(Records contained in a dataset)

-------------------------

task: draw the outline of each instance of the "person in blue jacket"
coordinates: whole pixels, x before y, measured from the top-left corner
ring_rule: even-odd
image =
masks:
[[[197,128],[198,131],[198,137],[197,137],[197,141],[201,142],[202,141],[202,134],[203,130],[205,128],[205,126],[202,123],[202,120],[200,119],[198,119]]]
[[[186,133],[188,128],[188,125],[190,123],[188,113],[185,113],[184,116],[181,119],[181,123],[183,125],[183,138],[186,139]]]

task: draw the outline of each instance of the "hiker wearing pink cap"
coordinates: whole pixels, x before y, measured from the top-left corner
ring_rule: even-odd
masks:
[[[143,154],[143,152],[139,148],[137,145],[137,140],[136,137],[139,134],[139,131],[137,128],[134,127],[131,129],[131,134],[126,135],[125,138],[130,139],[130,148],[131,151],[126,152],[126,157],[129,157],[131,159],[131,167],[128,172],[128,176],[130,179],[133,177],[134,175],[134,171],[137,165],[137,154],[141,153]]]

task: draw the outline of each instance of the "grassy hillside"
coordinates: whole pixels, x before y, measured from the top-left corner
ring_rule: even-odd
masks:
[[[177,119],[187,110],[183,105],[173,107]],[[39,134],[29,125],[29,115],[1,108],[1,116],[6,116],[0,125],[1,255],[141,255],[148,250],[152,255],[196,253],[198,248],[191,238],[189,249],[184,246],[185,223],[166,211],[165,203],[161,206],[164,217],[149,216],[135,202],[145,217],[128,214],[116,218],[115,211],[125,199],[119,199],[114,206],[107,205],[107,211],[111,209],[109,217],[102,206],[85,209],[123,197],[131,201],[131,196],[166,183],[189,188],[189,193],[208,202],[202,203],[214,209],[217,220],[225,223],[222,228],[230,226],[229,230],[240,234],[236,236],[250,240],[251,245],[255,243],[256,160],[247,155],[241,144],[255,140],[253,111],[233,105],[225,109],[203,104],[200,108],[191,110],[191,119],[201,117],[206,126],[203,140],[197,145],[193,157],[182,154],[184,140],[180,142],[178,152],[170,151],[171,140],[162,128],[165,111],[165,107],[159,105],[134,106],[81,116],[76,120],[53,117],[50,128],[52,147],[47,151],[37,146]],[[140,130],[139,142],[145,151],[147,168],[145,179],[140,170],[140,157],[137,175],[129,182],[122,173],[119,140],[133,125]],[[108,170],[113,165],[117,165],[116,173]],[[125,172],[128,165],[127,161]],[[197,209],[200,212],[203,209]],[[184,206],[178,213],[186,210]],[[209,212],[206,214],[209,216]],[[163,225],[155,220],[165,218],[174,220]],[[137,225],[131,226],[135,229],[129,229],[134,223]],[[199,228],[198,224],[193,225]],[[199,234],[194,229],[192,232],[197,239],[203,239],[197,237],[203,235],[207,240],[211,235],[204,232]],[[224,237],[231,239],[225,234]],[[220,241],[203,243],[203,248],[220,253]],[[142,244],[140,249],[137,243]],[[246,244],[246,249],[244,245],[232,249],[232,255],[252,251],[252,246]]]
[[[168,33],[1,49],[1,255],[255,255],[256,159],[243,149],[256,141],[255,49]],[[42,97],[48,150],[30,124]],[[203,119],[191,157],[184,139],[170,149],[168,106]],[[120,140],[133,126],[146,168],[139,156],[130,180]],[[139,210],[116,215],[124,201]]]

-------------------------

• What you have to do:
Repeat each record exactly. Omit nothing.

• The output:
task: draw the outline of each instance of the "person in blue jacket"
coordinates: whole pixels, x before y, measured from the top-left corner
ring_rule: even-odd
image =
masks:
[[[197,128],[198,131],[198,137],[197,137],[197,141],[201,142],[202,141],[202,134],[203,130],[205,128],[205,126],[202,123],[202,120],[200,119],[198,119]]]
[[[186,133],[188,128],[188,125],[190,123],[188,113],[185,113],[184,116],[181,119],[181,123],[183,125],[183,138],[186,139]]]

task: draw the outline of each instance of the "hiker wearing pink cap"
coordinates: whole pixels, x before y, measured from the top-left corner
ring_rule: even-odd
masks:
[[[143,154],[143,152],[139,148],[137,145],[137,140],[136,137],[139,134],[139,131],[137,128],[134,127],[131,129],[131,134],[126,135],[125,138],[130,139],[130,148],[131,151],[126,152],[126,157],[129,157],[131,159],[131,167],[128,172],[128,176],[130,179],[133,177],[134,175],[134,171],[137,165],[137,154],[141,153]]]

task: draw the outline of each instance of the "grassy hillside"
coordinates: whole pixels, x before y, measured from the top-left corner
ring_rule: even-odd
masks:
[[[177,119],[187,110],[183,105],[173,107]],[[39,134],[29,125],[29,115],[1,108],[1,116],[6,116],[0,125],[1,255],[141,255],[148,250],[152,255],[196,253],[198,248],[191,238],[189,249],[184,246],[185,223],[166,211],[165,203],[161,206],[164,217],[149,216],[135,202],[145,217],[128,214],[116,218],[115,211],[125,199],[119,199],[114,206],[107,205],[107,211],[111,209],[109,217],[102,206],[85,209],[123,197],[131,201],[131,196],[166,183],[189,188],[189,193],[208,202],[202,203],[214,209],[217,220],[225,223],[222,228],[230,226],[229,230],[240,234],[236,236],[250,240],[251,245],[255,243],[256,160],[247,155],[241,144],[255,140],[253,111],[233,105],[225,109],[203,104],[200,108],[191,110],[191,119],[201,117],[206,126],[203,140],[197,145],[193,157],[182,154],[184,140],[180,142],[178,152],[170,151],[171,140],[162,128],[165,111],[165,107],[159,105],[134,106],[81,116],[76,120],[53,117],[50,128],[52,147],[47,151],[37,146]],[[140,130],[139,142],[145,151],[147,168],[145,179],[140,170],[140,157],[137,175],[129,182],[122,173],[119,140],[133,125]],[[108,170],[113,165],[117,165],[116,173]],[[125,172],[128,165],[127,161]],[[197,209],[200,212],[203,209]],[[184,206],[178,213],[186,210]],[[209,212],[206,214],[209,216]],[[163,225],[155,220],[165,218],[174,220]],[[137,225],[131,226],[135,229],[129,229],[134,223]],[[199,228],[198,224],[193,225]],[[199,234],[194,229],[192,232],[197,239],[203,239],[197,237],[203,235],[207,240],[211,235],[204,232]],[[224,237],[231,239],[225,234]],[[220,241],[203,243],[203,248],[220,253]],[[142,244],[140,249],[137,243]],[[246,244],[246,249],[244,245],[232,249],[232,255],[252,251],[252,246]]]
[[[168,33],[1,49],[1,255],[255,255],[256,159],[243,149],[256,141],[255,49]],[[42,97],[48,150],[30,124]],[[203,119],[191,157],[184,139],[170,149],[168,106]],[[120,140],[133,126],[146,168],[139,156],[130,180]],[[139,210],[116,215],[124,201]]]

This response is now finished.